▶ _What you need to do_
A) In the article on the GENiE network, how many healthcare CEOs took part in the research survey conducted by Professor Regina Herzlinger?
B) Write the next part of the article on the GENiE network, starting after its last sentence.

Pharmaceutical Executive
Institutionalizing the teachable moment with GENiE, and new network focused on advancing the idea that for healthcare to change, the education of its leaders must change first.
ONE OF THE PLEASURES OF EDITING PHARM EXEC is to search out new and emerging stakeholders with an impact on how we “do” innovation in the biggest sector of the US economy-healthcare. That quest led me last month to a meeting of a new network of 19 US and European academic programs focused on building
William Looney
an inventory of shared learning and best practices in health innovation to drive reforms in both the public and private sectors. The Global Educators Network for Health Care Innovation Education (GENiE, www.thegeniegroup.org) seeks to advance the idea that for healthcare to change, the education of its leaders must change first.
GENiE’s basic mission-to make innovation a central element in the education of future leaders in healthcare-emerged from a research survey of 59 healthcare CEOs conducted by Professor Regina Herzlinger of the Harvard Business School that documented how graduate education programs were not giving CEOs the talent pool required to execute around a more innovative business model. Among other flaws, the survey revealed that current education tracks were too specialized, theoretical, and prescriptive, with little effort being made to induce the characteristics of spontaneity, adaptability, and cross-functional awareness needed to navigate successfully in a real world of unpredictable, disruptive change.
GENiE has met as a group three times, at Harvard Business School, the Duke Medical School, and the University of Alabama at Birmingham (UAB). The network now comprises more than 200 experts drawn not only from academia, including major schools of business, public health, nursing, and medicine, but from professional practice groups, consultancies, and industry as well. GENiE also draws on 16 CEO Champions from, among others, J&J, Amgen, Medtronic, Cardinal Health, Athenahealth, and the American Medical Association. McKinsey, Bain Capital and KPMG represent the consultancy world while a global perspective is offered by CEOs from Discovery Health (South Africa), Medwell Ventures (India) and Amil Participacoes SA (Brazil).
Five cores forward
The objective of the May 7-8 meeting at UAB’s Collat School of Business was “building curriculum and community.” Consensus was taken to go forward on the following:
(1) Avoid formal accreditation criteria for health innovation studies for more practical ways to highlight this area as a distinctive field and to benchmark best practices in teaching/training, particularly for mid-career professional education.
(2) Expand and disseminate case study teaching aids appropriate to a business climate marked by ambiguity at every turn, meaning a strong case study should never exhibit a bias toward one answer.

▶ _Raw data_
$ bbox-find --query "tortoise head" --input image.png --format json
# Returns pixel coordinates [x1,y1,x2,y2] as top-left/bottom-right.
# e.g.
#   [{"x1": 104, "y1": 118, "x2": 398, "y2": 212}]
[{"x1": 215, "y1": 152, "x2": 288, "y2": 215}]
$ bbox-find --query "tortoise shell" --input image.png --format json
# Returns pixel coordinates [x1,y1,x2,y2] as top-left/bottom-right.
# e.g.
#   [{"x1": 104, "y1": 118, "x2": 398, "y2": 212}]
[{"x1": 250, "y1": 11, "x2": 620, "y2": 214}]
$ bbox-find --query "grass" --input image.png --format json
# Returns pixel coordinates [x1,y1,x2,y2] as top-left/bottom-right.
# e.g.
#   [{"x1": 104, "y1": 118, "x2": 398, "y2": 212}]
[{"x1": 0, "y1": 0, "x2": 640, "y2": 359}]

▶ _Task-by-task results_
A) 59 healthcare CEOs.

B)
(3) Impart practical, real-world urgency to curriculum development, organized around a single basic assertion: no task in business is more difficult today than bringing a regulated health product successfully to market.
(4) Solicit examples of innovative health practices outside the US and Europe, especially in Asia and Africa, where reforms are more scalable and can be introduced at lower cost.
(5) Place more emphasis in the health innovation curriculum on computer science information technology (CSIT-not be confused with health informatics), marketing, and communications capabilities (you can’t sell innovation unless you can pitch it), and pricing/market access strategy, where innovation on the payer side is dramatically changing behaviors in all areas of healthcare.
There was also endorsement of the inherent inter-disciplinary nature of innovation, which led to an interesting definition of a successful teaching curricula: while at the outset of a program it should be simple to identify which students come from a business or a medical or a public health background, at the end of the program it should be impossible to do so.
The most objectionable single word identified by the group? Silos: of behavior, thought, and principle. All these characteristics remain endemic in healthcare, with anecdotes abounding, like the majority of new US medical school grads who believe Medicare and Medicaid are the same program. It’s another reason why professional education in health must cross and combine disciplines because, while there is no “magic bullet” to solve the sector’s problems, this one comes closest.
With 400 potential breakthrough medicines coming on stream through the end of the decade, there is also the pregnant question of whether big Pharma itself has the innovative chops to make it all happen. As we highlight in this month’s cover feature on our annual Pharma 50 list of top companies, the outcome depends heavily on the quality and effective use of human capital-people and talent. Does industry have that talent, in sufficient numbers, with the right mix of skills, transferable across functions and geographies, and capable of being passed forward to the next generation? It’s a key strategic issue for the “c-suite:” In our knowledge industry, education matters.